PAGE TEXT:
![]()
Shultz, Wriston, and Solomon Address the Conference
Keynote speakers discuss democracy and diplomacy in the information age.
|
|
| Top: Walter Wriston and former senator Sam Nunn. Bottom: Richard Solomon and George Shultz. |
he world is changing rapidly and irrevocably as the information revolution sweeps across the globe, says Walter B. Wriston, former chairman and chief executive officer of Citicorp and author of The Twilight of Sovereignty: How the Information Revolution is Transforming our World. Based on developments in computer and telecommunications technologies, the information revolution--the third great revolution in history, the first two being the agricultural and industrial revolutions--has dramatically reduced the effects of time and distance, producing major changes in the way the world works. These changes are altering the balance of power globally, says Wriston, speaking at the U.S. Institute of Peace's "Virtual Diplomacy" conference, held April 1 and 2 in Washington. Wriston was a keynote speaker at the conference, along with former secretary of state George Shultz. The Institute is publishing a Special Report featuring presentations by Wriston, Shultz, and Institute president Richard H. Solomon.
Global Shifts in Power
Wriston noted in his luncheon address that information technologies are altering the balance of power, for example, by giving people everywhere a say in their own futures. Instead of merely invalidating Orwell's vision of "Big Brother" watching the citizen, information systems are enabling the reverse to happen: the average citizen is able to watch Big Brother, he said. Individuals anywhere in the world with a computer and modem can access thousands of databases internationally. And these individuals, who communicate with each other electronically regardless of race, gender, or color, are spreading the spirit of personal expression--of freedom--to the four corners of the Earth.
"The implications of this global conversation are enormous," Wriston said. "A global village will have global customs. In a global village, denying people human rights or democratic freedoms no longer means denying them an abstraction they have never experienced, but rather it means denying them the established customs of the village. . . . Once people are convinced that these things are possible in the village, an enormous burden of proof falls on those who would withhold them."
In addition, the information revolution is profoundly challenging the power structures of the world, as the bases of power are altered in fundamental ways. For example, the emergence of global markets has thrown into question much of established economic theory, which has been based on the assumption of national markets. "In the world's financial markets, sovereign governments have lost control of their ability to influence the price others will pay for their currency," Wriston said. "The market is a giant voting machine that records in real time the judgments of traders all over the world about our diplomatic, fiscal, and monetary policies. It has created what I call the 'information standard,' which is far more draconian than the old gold standard and operates more swiftly."
In the next few decades, the ability to attract and manage intellectual capital will be the decisive factor determining which institutions and nations will survive and prosper and which will not, said Wriston. Still, he concluded, neither information nor technology can substitute for courage and leadership, because in the end it is people who will have to solve the world's social and political problems.

TASKS:
1. According to the conference article, on which days was the "Virtual Diplomacy" conference held?
2. Please rewrite the part of the conference article that opens with the words containing "Global Shifts in" and closes with "of the Earth.", putting "archives" in place of "databases".

EXTRACTED ENTRIES:
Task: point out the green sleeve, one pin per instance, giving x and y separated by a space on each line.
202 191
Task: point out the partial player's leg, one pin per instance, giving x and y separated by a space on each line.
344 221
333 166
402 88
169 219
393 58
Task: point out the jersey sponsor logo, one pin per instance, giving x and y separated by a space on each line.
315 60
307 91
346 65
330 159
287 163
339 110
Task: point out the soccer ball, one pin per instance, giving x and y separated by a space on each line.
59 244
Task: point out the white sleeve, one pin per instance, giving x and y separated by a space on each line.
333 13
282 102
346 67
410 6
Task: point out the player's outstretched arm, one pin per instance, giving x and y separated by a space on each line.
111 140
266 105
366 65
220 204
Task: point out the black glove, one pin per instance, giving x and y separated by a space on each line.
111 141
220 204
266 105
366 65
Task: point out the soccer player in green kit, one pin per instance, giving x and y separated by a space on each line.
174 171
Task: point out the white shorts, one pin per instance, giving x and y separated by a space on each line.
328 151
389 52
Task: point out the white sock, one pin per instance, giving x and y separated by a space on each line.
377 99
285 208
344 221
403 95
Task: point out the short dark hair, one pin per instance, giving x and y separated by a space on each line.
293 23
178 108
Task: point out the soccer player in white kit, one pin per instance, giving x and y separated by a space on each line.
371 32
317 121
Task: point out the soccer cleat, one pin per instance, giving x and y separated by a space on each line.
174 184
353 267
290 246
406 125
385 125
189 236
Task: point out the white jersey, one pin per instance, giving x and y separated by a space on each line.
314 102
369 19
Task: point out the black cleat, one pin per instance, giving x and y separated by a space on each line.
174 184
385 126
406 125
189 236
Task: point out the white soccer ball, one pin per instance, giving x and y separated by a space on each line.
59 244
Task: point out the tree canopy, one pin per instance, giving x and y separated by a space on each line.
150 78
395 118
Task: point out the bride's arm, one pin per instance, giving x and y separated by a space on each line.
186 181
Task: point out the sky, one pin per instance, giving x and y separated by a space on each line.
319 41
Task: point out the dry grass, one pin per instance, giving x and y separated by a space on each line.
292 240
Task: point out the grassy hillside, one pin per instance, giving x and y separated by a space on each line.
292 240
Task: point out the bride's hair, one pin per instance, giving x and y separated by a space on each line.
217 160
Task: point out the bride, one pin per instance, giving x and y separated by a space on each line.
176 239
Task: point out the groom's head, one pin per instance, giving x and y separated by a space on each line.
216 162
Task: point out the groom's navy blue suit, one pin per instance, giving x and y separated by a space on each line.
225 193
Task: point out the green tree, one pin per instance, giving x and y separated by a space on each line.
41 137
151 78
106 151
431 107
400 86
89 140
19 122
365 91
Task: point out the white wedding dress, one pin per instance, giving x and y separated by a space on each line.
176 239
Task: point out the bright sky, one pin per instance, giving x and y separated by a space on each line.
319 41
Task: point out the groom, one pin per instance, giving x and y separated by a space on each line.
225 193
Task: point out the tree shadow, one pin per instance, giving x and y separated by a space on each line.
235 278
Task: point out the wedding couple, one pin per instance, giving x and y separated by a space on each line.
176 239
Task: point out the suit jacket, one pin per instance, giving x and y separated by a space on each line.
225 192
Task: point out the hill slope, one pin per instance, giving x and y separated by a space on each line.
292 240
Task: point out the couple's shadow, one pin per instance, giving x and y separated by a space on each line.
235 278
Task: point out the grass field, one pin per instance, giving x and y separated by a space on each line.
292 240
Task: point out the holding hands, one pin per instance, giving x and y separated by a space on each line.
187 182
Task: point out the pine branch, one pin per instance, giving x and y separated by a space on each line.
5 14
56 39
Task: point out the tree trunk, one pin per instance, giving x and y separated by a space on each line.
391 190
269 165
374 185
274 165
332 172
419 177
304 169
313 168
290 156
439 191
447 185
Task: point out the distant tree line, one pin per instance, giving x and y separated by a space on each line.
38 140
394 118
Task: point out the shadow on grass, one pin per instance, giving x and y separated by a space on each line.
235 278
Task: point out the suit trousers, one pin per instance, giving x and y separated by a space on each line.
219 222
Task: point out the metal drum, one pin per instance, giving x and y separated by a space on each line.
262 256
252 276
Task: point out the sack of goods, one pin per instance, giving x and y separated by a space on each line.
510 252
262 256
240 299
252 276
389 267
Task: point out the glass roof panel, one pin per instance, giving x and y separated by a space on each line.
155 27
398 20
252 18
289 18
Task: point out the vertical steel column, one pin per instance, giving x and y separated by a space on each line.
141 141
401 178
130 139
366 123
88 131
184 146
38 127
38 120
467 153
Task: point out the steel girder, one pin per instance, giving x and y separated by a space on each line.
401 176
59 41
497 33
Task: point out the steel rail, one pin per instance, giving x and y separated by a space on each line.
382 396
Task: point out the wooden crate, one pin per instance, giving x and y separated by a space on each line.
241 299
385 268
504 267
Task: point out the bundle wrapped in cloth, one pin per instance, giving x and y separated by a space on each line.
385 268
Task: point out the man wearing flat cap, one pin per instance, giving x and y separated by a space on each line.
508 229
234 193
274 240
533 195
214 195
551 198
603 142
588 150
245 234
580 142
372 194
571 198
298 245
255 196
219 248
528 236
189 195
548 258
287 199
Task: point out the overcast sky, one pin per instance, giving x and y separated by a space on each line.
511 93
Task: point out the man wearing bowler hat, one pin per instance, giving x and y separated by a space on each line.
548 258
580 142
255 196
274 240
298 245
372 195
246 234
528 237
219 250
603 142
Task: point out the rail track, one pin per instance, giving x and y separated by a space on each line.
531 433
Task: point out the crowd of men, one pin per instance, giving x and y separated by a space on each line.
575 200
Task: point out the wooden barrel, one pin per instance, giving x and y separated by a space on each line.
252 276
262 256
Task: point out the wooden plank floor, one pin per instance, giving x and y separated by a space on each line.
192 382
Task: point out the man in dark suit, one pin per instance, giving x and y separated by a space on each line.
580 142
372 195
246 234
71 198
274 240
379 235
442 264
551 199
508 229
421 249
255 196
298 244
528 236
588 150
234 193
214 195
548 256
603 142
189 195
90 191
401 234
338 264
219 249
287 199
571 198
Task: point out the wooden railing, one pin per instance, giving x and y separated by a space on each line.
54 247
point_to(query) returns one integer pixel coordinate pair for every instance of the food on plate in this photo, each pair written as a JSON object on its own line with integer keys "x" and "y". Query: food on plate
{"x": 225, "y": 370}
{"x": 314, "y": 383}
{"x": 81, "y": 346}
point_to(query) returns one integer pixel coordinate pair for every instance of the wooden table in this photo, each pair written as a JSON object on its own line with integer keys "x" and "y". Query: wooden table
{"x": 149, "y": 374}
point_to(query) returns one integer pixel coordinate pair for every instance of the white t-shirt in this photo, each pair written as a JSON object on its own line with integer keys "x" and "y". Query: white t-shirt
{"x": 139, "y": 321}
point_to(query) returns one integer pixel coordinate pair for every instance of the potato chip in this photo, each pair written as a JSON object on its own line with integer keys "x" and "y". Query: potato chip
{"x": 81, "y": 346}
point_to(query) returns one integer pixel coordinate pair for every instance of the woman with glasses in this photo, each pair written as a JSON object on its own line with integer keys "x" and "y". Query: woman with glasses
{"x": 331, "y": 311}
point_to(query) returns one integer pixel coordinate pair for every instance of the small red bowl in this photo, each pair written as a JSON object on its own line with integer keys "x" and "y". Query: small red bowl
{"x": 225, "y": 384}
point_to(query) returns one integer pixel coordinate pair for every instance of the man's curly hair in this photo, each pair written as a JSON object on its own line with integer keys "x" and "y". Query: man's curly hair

RESPONSES TO THE TASKS:
1. April 1 and 2.

2.
Global Shifts in Power
Wriston noted in his luncheon address that information technologies are altering the balance of power, for example, by giving people everywhere a say in their own futures. Instead of merely invalidating Orwell's vision of "Big Brother" watching the citizen, information systems are enabling the reverse to happen: the average citizen is able to watch Big Brother, he said. Individuals anywhere in the world with a computer and modem can access thousands of archives internationally. And these individuals, who communicate with each other electronically regardless of race, gender, or color, are spreading the spirit of personal expression--of freedom--to the four corners of the Earth.